Stored records

● ● ● ● ●

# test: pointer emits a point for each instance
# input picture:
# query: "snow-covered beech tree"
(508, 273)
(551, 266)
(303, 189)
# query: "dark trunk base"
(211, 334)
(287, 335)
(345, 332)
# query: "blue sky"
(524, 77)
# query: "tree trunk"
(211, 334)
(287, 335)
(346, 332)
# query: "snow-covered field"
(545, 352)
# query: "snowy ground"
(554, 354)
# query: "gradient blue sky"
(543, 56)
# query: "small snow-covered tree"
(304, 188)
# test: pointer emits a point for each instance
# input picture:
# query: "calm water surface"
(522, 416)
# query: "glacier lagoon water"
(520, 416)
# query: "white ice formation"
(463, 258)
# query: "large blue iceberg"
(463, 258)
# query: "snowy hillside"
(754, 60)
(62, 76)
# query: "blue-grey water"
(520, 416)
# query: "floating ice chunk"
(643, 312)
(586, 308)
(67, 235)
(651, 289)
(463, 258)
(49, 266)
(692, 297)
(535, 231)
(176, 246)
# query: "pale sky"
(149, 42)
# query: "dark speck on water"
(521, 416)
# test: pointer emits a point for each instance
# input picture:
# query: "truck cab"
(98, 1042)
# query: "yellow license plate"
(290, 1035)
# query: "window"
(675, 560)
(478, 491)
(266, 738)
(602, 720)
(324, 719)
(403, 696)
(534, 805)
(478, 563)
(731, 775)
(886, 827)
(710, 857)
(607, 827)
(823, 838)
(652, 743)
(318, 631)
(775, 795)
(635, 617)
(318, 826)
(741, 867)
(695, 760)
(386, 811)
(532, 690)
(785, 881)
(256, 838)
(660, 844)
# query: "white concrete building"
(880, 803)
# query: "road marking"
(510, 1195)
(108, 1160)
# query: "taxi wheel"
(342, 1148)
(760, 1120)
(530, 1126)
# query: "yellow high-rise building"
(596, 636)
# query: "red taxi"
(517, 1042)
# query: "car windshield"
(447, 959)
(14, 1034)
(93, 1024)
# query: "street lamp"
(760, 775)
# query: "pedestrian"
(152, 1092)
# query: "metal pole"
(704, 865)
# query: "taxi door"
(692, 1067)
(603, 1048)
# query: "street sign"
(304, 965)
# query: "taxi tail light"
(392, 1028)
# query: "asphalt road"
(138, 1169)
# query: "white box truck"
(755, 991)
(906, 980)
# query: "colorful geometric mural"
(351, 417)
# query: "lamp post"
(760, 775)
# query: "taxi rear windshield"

● ● ● ● ●

§ **Task to complete**
Transcribe the entries above, every line exactly as it reads.

§ **Task answer**
# test: pointer emits a point for each instance
# input picture:
# query: "snow-covered beech tree"
(508, 273)
(551, 266)
(303, 189)
# query: "dark trunk base"
(211, 334)
(287, 335)
(345, 332)
# query: "blue sky"
(524, 77)
# query: "tree trunk"
(211, 334)
(287, 335)
(346, 332)
# query: "snow-covered field"
(545, 352)
# query: "snowy ground"
(554, 354)
# query: "gradient blue sky"
(543, 56)
# query: "small snow-covered tree"
(304, 188)
# test: pointer emits a point for each instance
# input picture:
# query: "calm water surface"
(522, 416)
# query: "glacier lagoon water"
(520, 416)
# query: "white ice formation"
(463, 258)
# query: "large blue iceberg"
(463, 258)
# query: "snowy hillside"
(754, 60)
(62, 76)
# query: "blue-grey water"
(520, 416)
# query: "floating ice chunk"
(643, 312)
(586, 308)
(67, 235)
(651, 289)
(463, 258)
(49, 266)
(692, 297)
(535, 231)
(176, 246)
# query: "pale sky"
(149, 42)
# query: "dark speck on water"
(521, 416)
# test: pointer emits a point for each instance
# input picture:
# query: "truck cab"
(98, 1042)
# query: "yellow license plate"
(290, 1035)
# query: "window"
(675, 560)
(478, 491)
(266, 738)
(602, 720)
(324, 719)
(403, 696)
(534, 805)
(478, 563)
(731, 775)
(886, 827)
(710, 857)
(607, 827)
(823, 838)
(652, 743)
(318, 631)
(775, 795)
(635, 617)
(318, 826)
(741, 867)
(695, 760)
(386, 811)
(532, 690)
(785, 881)
(256, 838)
(660, 844)
# query: "white concrete building"
(880, 803)
# query: "road marking"
(510, 1195)
(108, 1160)
# query: "taxi wheel"
(342, 1148)
(760, 1120)
(530, 1126)
# query: "yellow high-rise building"
(596, 636)
# query: "red taxi"
(517, 1042)
# query: "car windshield"
(447, 959)
(14, 1034)
(93, 1024)
# query: "street lamp"
(760, 775)
# query: "pedestrian"
(152, 1092)
# query: "metal pole"
(704, 865)
# query: "taxi door"
(692, 1067)
(603, 1048)
# query: "street sign"
(304, 965)
# query: "taxi tail light"
(392, 1028)
# query: "asphalt road"
(138, 1169)
# query: "white box truck"
(755, 991)
(906, 980)
# query: "colorful geometric mural"
(351, 417)
# query: "lamp post"
(760, 775)
# query: "taxi rear windshield"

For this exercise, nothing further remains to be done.